[Records from a collection]
_____
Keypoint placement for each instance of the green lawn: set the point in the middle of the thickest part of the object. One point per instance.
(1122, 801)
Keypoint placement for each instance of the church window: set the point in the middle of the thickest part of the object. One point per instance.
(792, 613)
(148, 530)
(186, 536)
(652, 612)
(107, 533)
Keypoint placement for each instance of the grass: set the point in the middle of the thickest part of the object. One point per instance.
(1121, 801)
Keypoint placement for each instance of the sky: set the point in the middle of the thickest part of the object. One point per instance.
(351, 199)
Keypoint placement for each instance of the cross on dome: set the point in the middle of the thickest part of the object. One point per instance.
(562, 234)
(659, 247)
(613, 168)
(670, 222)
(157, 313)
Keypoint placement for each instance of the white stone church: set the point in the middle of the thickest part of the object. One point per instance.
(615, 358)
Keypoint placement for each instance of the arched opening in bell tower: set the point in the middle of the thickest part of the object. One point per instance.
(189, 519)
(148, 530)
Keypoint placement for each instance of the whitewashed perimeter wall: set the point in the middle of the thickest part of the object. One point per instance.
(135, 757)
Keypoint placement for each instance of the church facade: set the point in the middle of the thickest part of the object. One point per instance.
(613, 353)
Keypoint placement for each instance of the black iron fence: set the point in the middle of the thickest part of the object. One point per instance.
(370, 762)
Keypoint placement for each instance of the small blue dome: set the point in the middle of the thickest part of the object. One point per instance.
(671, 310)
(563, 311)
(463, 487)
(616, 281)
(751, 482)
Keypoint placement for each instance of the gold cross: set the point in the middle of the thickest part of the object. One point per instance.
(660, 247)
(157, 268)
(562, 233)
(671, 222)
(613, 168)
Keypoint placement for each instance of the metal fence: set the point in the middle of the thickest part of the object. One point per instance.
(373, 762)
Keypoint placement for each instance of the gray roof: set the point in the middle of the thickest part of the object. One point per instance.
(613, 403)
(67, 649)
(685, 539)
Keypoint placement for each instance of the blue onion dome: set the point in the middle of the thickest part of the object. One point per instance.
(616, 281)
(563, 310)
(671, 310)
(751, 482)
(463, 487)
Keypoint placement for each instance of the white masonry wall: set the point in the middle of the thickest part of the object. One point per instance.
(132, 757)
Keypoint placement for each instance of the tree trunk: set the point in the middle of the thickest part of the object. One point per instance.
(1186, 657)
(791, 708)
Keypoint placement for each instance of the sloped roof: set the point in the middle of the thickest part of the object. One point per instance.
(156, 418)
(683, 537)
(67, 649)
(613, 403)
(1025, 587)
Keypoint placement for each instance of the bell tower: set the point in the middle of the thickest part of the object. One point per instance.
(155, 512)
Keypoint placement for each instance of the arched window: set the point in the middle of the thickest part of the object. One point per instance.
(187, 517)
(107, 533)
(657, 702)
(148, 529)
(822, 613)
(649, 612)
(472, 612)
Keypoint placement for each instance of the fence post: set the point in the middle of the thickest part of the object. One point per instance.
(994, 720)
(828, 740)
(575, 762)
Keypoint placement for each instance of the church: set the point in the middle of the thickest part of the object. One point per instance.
_____
Problem:
Reproduce every line of the material above exactly.

Response to the task:
Keypoint placement for each instance of the green lawn: set the point in the middle of the thickest part of the object. One point per instance.
(1122, 801)
Keypoint placement for each instance of the church window: set the point in the middle of the thickest part of the object. One point per instance.
(792, 613)
(148, 530)
(186, 536)
(652, 612)
(107, 533)
Keypoint placement for each instance of the grass: set the point in the middle of the thickest part of the object. One point per instance.
(1121, 801)
Keypoint placement for each instance of the sky: set the point in the middle of the thickest part of the object. One point per instance.
(351, 199)
Keypoint placement for each instance of the cross on dome: set the point in the middle of the thickest part of the object. One point per instance.
(562, 234)
(659, 247)
(613, 168)
(670, 222)
(157, 313)
Keypoint placement for each instance of the white stone church: set the point in the middle of the thickest part of the object. One point per instance.
(615, 358)
Keypoint placement for each instance of the arched opening in bell tower: set the point in the middle of the thickest part of the object. One point per instance.
(189, 519)
(148, 530)
Keypoint placement for each instance of the whitewashed perimeter wall: set the point in the middle of the thickest part of the object. One point per instance.
(135, 757)
Keypoint placement for each instance of the church facade: set the point in the middle of the thickest part of the object. One point per instance.
(613, 353)
Keypoint placement for each instance of the black iron fence: set the point in the middle of the thickest part of the object. One point per instance.
(370, 762)
Keypoint placement for each instance of the small blue dome: set the point in the middle of the thickest part of the object. One point per instance.
(671, 310)
(563, 311)
(463, 487)
(616, 281)
(751, 482)
Keypoint placement for each instance of the gold cross: set the point in the middle of the thickest part of the object. One point per instance.
(660, 247)
(157, 268)
(562, 233)
(671, 222)
(613, 168)
Keypoint placement for each instance of the metal fence: set the point in the middle of the thickest part of the object. One point per instance.
(373, 762)
Keypoint placement for each instance of the gray roof: set the point in the middle of the thickest part of the object. One point per instance.
(613, 403)
(67, 649)
(685, 539)
Keypoint placement for each instance of the blue onion dome: set the point in the middle of the thickest part of the object. One point per instance.
(616, 281)
(563, 310)
(671, 310)
(751, 482)
(463, 487)
Keypoint placement for each instance of the white masonry wall: set the point in the middle of the thickest part of the object. One point per instance.
(132, 757)
Keypoint placement for each instance of the tree trunk: set the point in the middle of the thickest part of the object. One point per instance.
(1186, 657)
(791, 708)
Keypoint placement for each instance of the sloped roof: set the point in the middle of the thickest part of the object. One point per instance.
(156, 418)
(683, 537)
(67, 649)
(613, 403)
(1025, 587)
Keypoint placement for each instance of the bell tower: set the point in the middle of the thickest part of the object. One point per instance.
(155, 512)
Keypoint placement for each instance of the arched window: set the point in the middle of the thickest part of the object. One point per instance.
(187, 517)
(107, 533)
(657, 702)
(148, 529)
(822, 613)
(649, 612)
(472, 612)
Keypoint placement for each instance of the fence post: set the point in the middle of the thickest part of the object. One point per instance.
(994, 720)
(828, 740)
(575, 762)
Keypoint placement for each instance of the church: set the point in the middle of the thickest part of the object. One point per instance.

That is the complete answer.